[原文]
论香菱———兼论曹雪芹的反谶语选择

作者:冯军
【内容提要】

在《红楼梦》中香菱地位卑微,命运坎坷,她出现的时间、地点与她相关的事件对整部作品都具有关键性的作用,她沟通了神话与现实,在全篇中奠定的是悲剧的基调;作为第一个薄命女儿、第一个家庭历劫、第一对薄命鸳鸯的承受者,她奠定的又是作品结构模式。同时香菱也涵盖了黛玉、宝钗、可卿的某些特质,而作者对她的反谶言选择更加深了悲剧的力度。

【关键词】 香菱;悲剧基调;反谶言

《红楼梦》中写了众多优秀的女儿,她们或才华横溢,或豪爽端庄,或精明干练。而香菱在其中只是一个小人物,一个有着坎坷际遇的侍妾,一个令人堪伤、善良美丽的女人。就是这样的一个人,她出现的时间、地点与她相关的事件对整部作品都具有关键性的作用。如果抽掉这个人,抽掉与她相关的所有事件,《红楼梦》就会乏味许多,绝不会像今天这样有韵味,也不会如此的经典。笔者不揣浅陋,认为这样一个小人物在作品中是不可或缺的,她独特的身份对通篇的结构和主题起着举足轻重的作用。

[数据]
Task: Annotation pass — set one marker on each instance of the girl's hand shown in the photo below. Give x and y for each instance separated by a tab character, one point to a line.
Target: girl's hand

[题目详情]
以下三种说法是否与原文相符?请逐条答"是"或"否",并照录原文中起决定作用的字句。
(a) 香菱在《红楼梦》中地位卑微,命运坎坷。
(b) 原文认为香菱奠定了作品的结构模式。
(c) 原文把香菱描写为才华横溢的女儿。

[参考答案]
(a) 是。"在《红楼梦》中香菱地位卑微,命运坎坷"
(b) 是。"她奠定的又是作品结构模式"
(c) 否。"而香菱在其中只是一个小人物,一个有着坎坷际遇的侍妾"